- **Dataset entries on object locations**

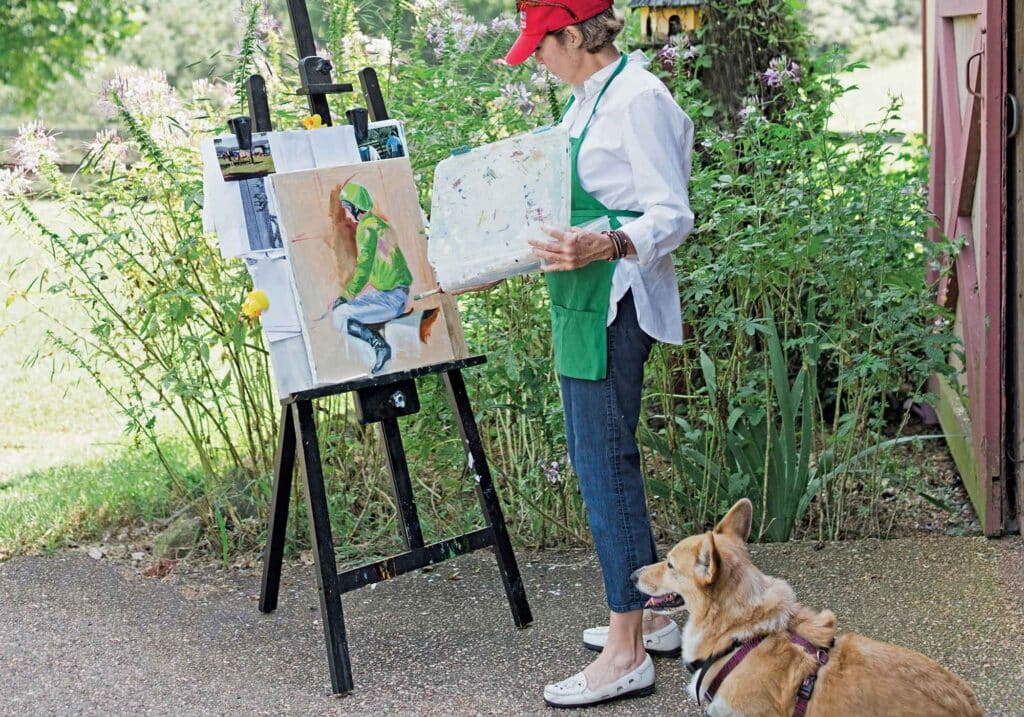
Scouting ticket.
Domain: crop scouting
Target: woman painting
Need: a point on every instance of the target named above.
(613, 294)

- **SHORT EXERCISE**
Recast every line of the entries above as a numbered list, skipping blank lines and omitting the pictures.

- **SOLUTION TO THE PROBLEM**
1. Scouting ticket.
2. Domain: crop scouting
3. Target: woman painting
4. Need: a point on every instance of the target named above.
5. (613, 294)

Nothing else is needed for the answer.